→ **ENTRIES PROVIDED**
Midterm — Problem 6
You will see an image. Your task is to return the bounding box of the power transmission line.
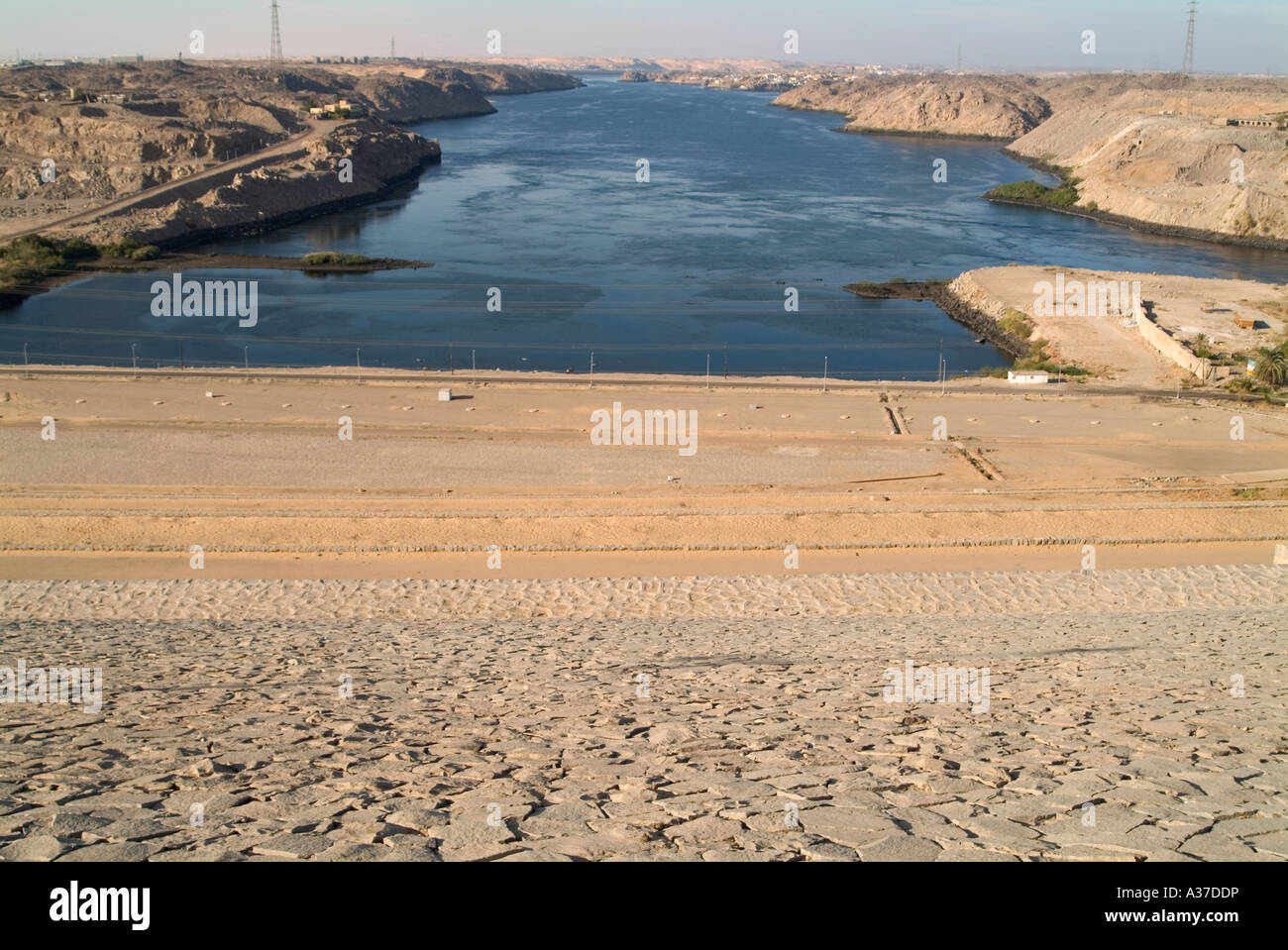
[268,0,282,63]
[1181,0,1199,78]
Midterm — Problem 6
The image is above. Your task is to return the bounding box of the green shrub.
[984,179,1078,207]
[300,251,371,266]
[102,238,139,258]
[63,238,98,260]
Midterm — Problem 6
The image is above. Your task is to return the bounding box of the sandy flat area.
[969,266,1288,387]
[0,373,1288,861]
[0,374,1288,578]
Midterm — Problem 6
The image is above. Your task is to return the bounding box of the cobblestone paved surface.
[0,567,1288,861]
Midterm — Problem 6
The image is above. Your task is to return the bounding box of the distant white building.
[1006,369,1051,385]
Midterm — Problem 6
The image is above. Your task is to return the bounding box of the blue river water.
[10,77,1288,378]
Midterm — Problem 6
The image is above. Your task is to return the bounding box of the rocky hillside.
[52,119,442,247]
[1012,76,1288,244]
[0,61,581,240]
[774,74,1051,141]
[355,69,496,122]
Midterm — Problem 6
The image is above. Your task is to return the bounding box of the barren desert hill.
[774,74,1051,141]
[1010,76,1288,242]
[774,73,1288,246]
[0,60,580,244]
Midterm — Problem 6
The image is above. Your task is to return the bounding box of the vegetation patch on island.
[0,235,433,308]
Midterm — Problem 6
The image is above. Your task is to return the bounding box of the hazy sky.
[0,0,1288,73]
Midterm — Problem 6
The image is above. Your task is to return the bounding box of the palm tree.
[1252,344,1288,386]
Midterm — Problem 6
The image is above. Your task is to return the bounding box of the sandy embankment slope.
[0,358,1288,578]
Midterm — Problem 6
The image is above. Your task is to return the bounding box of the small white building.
[1006,369,1051,385]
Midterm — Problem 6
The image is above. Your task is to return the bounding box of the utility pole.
[1181,0,1199,78]
[268,0,282,63]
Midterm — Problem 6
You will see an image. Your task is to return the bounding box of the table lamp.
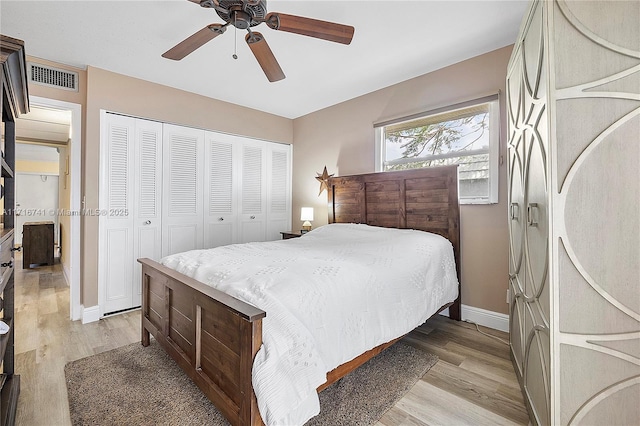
[300,207,313,234]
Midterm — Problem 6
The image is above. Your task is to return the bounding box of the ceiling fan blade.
[162,24,227,61]
[244,31,285,82]
[265,12,355,44]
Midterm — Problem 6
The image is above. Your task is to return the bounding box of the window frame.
[374,95,500,204]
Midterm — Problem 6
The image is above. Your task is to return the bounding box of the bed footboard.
[138,259,266,425]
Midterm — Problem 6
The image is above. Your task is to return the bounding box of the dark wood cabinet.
[0,35,29,426]
[22,222,54,269]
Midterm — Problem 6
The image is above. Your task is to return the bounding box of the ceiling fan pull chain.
[231,14,238,59]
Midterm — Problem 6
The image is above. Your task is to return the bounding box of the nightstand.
[280,231,302,240]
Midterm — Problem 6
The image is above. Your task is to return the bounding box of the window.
[374,95,500,204]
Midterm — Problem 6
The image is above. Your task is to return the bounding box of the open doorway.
[16,96,82,320]
[14,142,60,250]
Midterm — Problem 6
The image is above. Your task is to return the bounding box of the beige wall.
[16,160,59,175]
[292,46,512,314]
[82,67,293,307]
[29,47,511,313]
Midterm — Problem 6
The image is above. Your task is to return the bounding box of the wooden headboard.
[328,166,461,320]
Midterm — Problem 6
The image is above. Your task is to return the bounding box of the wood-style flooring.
[15,259,529,426]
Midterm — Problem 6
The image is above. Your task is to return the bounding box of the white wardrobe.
[506,0,640,425]
[98,111,291,315]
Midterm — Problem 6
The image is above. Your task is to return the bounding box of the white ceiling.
[0,0,528,118]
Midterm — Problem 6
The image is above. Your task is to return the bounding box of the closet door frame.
[99,110,135,317]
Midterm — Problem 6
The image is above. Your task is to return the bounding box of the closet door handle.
[527,203,538,226]
[509,203,520,220]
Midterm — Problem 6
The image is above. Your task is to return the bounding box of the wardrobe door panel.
[99,112,135,314]
[129,119,162,306]
[266,143,291,240]
[239,140,266,243]
[204,132,242,248]
[162,124,204,256]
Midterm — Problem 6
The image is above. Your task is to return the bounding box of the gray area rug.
[64,340,438,426]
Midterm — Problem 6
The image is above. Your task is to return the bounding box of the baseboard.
[440,305,509,333]
[82,305,100,324]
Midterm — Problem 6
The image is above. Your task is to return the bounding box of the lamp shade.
[300,207,313,221]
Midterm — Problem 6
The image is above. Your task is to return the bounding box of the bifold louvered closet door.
[99,112,162,313]
[98,111,291,315]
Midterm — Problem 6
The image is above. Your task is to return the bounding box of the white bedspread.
[161,224,458,425]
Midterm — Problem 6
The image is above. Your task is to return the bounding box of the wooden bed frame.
[138,166,460,425]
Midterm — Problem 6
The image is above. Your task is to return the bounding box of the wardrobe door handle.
[527,203,538,226]
[509,203,520,220]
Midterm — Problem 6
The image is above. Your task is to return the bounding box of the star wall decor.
[316,166,333,197]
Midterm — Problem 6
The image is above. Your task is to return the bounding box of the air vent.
[28,63,78,92]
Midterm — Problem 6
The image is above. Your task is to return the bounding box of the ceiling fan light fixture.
[162,0,355,82]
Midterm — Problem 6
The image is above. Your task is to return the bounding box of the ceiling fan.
[162,0,355,82]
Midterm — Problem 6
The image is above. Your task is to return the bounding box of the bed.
[140,167,460,425]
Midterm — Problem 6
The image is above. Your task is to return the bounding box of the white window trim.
[374,97,500,204]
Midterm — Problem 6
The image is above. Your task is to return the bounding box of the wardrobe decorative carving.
[507,1,640,425]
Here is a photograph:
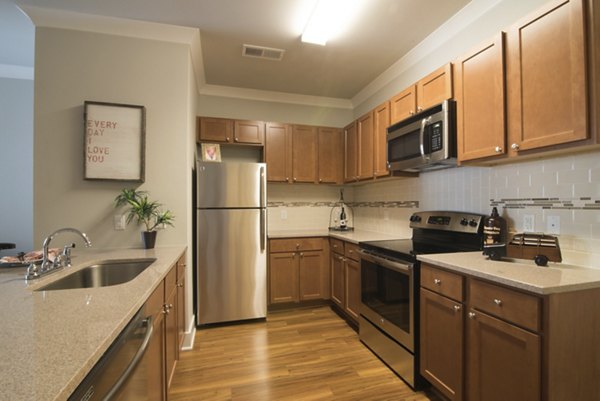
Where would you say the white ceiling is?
[0,0,470,99]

→ **PROBLEM STATEMENT**
Which lines in the rows above contain the string "closet"? Pull out each of them, treating uppercase and lowercase as different.

→ **THE COMPLETED TASK**
The image is above. Your task is to return the bounding box of the closet door frame.
The image is above. Your task is to return the bounding box of the closet door handle.
The image is above. Your task is to return the bounding box of the bifold louvered closet door.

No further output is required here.